§ INSTRUCTIONS TO FOLLOW
Your answer must be every line below, repeated exactly.

§ ENTRIES SHOWN
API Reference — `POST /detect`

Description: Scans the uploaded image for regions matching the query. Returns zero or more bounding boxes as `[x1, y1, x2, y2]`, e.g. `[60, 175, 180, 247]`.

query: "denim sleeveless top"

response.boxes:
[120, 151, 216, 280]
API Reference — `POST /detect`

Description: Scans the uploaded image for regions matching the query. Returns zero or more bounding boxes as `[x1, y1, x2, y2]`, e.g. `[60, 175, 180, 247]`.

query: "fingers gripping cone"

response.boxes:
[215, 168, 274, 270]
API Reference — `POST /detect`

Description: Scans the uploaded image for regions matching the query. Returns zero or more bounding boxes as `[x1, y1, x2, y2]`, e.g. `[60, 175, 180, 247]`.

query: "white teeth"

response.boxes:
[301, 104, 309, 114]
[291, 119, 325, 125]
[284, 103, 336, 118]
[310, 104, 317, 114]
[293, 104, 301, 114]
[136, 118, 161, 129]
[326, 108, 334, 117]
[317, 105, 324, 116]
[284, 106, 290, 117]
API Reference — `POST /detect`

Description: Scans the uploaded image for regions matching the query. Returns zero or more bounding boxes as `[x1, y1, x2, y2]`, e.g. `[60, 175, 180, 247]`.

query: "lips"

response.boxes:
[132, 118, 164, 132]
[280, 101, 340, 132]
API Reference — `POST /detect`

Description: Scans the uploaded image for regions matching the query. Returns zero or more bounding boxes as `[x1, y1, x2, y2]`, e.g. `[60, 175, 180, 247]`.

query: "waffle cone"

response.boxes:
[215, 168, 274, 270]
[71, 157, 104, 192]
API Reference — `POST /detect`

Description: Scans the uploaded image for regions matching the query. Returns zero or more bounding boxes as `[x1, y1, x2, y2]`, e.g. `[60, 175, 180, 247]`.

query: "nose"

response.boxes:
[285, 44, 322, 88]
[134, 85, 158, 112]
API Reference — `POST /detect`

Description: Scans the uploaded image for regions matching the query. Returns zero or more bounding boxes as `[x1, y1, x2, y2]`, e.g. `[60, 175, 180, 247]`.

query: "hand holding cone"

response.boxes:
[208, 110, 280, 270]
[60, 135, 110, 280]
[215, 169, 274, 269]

§ PROBLEM SOLUTION
API Reference — `POST /detect`

Description: Scans the uploaded image for regions matching the query. Returns zero or more bounding boxes as `[x1, y1, x2, y2]`, e.g. `[60, 175, 180, 247]`.

query: "denim sleeveless top"

response.boxes:
[120, 151, 216, 280]
API Reference — `POST /detect`

Description: Scans the uploaded image for regions matching the query. Returns zero or more bounding boxes as `[x1, y1, x2, y2]`, e.g. `[60, 175, 180, 247]`.

query: "fingers gripping cone"

response.boxes:
[215, 168, 274, 270]
API Reference — `POST /detect`

Description: Scans the uploaded image for regions matching the query. Returns zero or more bounding boxes as `[x1, y1, x2, y2]`, e.g. `[60, 175, 180, 247]`.

query: "white teeth"

response.boxes:
[301, 104, 309, 114]
[291, 119, 325, 125]
[284, 103, 336, 118]
[310, 104, 317, 114]
[293, 104, 301, 114]
[136, 118, 161, 129]
[326, 108, 334, 117]
[317, 105, 324, 116]
[284, 106, 290, 117]
API Reference — `POST /detect`

Description: Scans the uploaded image for regions matching the query. Returns zero or more bounding boxes as `[x1, y1, x2, y2]`, e.g. `[60, 175, 180, 247]`.

query: "lips"

response.boxes:
[132, 118, 164, 132]
[280, 101, 340, 132]
API Reference — `POST /detect`

Description: Scans the uploaded image for regions matching the query. Returns zero or more bounding boxes as `[x1, y1, x2, y2]`, e.g. `[60, 175, 180, 247]`.

query: "waffle cone"

response.boxes:
[215, 168, 274, 270]
[71, 157, 104, 192]
API Reference — `POST /detect`

Description: Scans the uploaded image for regions matching the query. Returns zero or more bounding boxes as `[x1, y1, x2, y2]`, e.g. `[60, 175, 180, 247]`.

query: "nose"

response.boxes:
[285, 44, 322, 88]
[134, 85, 158, 112]
API Reference — `POST /detect`

Description: Scans the uploaded image for regions matching the query. Returns zero or more bounding boxes as `[x1, y1, x2, y2]`, e.g. `[60, 175, 180, 247]`.

query: "hand holding cone"

response.boxes:
[208, 110, 280, 270]
[60, 135, 110, 280]
[215, 169, 274, 269]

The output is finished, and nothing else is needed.